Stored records
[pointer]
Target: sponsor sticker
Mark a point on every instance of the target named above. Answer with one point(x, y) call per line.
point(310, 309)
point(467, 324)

## [WHAT YOU WILL DO]
Lay out the material above as a two-column CSV with the columns "prompt" and "response", one row per record. Put each record's text and its answer in single quoted fields, with line breaks replaced by spaces.

## [EXERCISE SOLUTION]
prompt,response
"[pointer] Target: sponsor sticker Mark a point on every instance of the target named above. Answer with one point(x, y) call per line.","point(310, 309) point(467, 324)"